§ AUFGABE 1: Gib den Abschnitt aus dem Text über die Jubla wortgetreu wieder, der mit den Worten „Auf der gleichen“ beginnt und mit „fünfzig Jahren Altersunterschied.“ endet.
§ AUFGABE 2: Nenne alle Tätigkeiten, die die Ehemaligen im Text über die Jubla für ihre früheren Gruppenstunden aufzählen.

§ TEXT:
/---
Auf der gleichen Wellenlänge
Vis-à-vis von Guido Villiger sitzt nämlich Dina Holenstein. Die 18-jährige Kantonsschülerin ist Leiterin in der Jubla Bad Zurzach und im Auftrag von Horizonte nach Wislikofen gekommen, um von den ehemaligen Jungwächtern zu erfahren, wie’s früher war. Eine kurze gegenseitige Vorstellung, schon entspinnt sich ein Gespräch über Solas, Höck und Gruppenstunden. Man spricht die gleiche Sprache und ist auf einer ähnlichen Wellenlänge, trotz fast fünfzig Jahren Altersunterschied.
Haus statt Zelt
Die Tischrunde um Dina Holenstein findet viele Gemeinsamkeiten. In den Gruppenstunden hätten sie Geländespiele gemacht, gewerkelt, Morsen geübt, gesungen und Fussball gespielt, erzählen die Ehemaligen. Ganz ähnlich kennt Dina Holenstein es von ihrer Schar. Aber sie erfährt auch Überraschendes. So ruft Guido Villiger beim Stichwort Zeltlager: «Ich hätte mich geweigert, ein Zeltlager zu machen!» Auch die anderen berichten, dass sie vor allem Hauslager organisiert hätten. Weil zu dieser Zeit der Scharleiter alles allein stemmte, wäre der Aufwand für ein Zeltlager zu gross gewesen. Dina Holenstein kennt Zeltlager aus eigener Erfahrung. In ihrer Schar teilen sich mehrere Personen die Schar- und Lagerleitung und Ehemalige helfen beim Aufbau des Lagers.
\---
§ QUELLENAUSZUG:
/---
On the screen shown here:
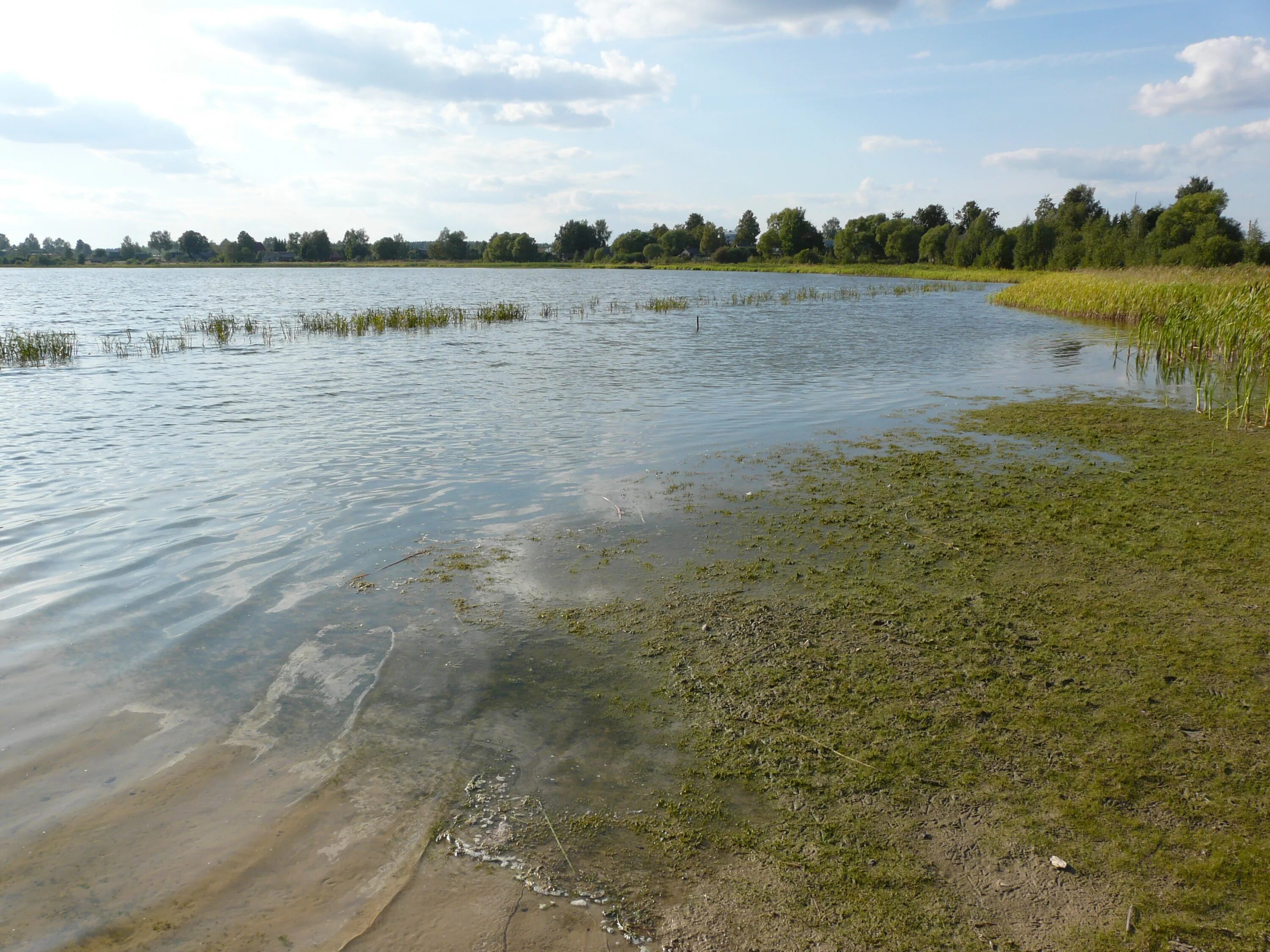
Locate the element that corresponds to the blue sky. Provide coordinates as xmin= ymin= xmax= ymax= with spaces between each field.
xmin=0 ymin=0 xmax=1270 ymax=245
\---
§ RICHTIGE ANTWORT 1:
Auf der gleichen Wellenlänge
Vis-à-vis von Guido Villiger sitzt nämlich Dina Holenstein. Die 18-jährige Kantonsschülerin ist Leiterin in der Jubla Bad Zurzach und im Auftrag von Horizonte nach Wislikofen gekommen, um von den ehemaligen Jungwächtern zu erfahren, wie’s früher war. Eine kurze gegenseitige Vorstellung, schon entspinnt sich ein Gespräch über Solas, Höck und Gruppenstunden. Man spricht die gleiche Sprache und ist auf einer ähnlichen Wellenlänge, trotz fast fünfzig Jahren Altersunterschied.

§ RICHTIGE ANTWORT 2:
- Geländespiele machen
- werkeln
- Morsen üben
- singen
- Fussball spielen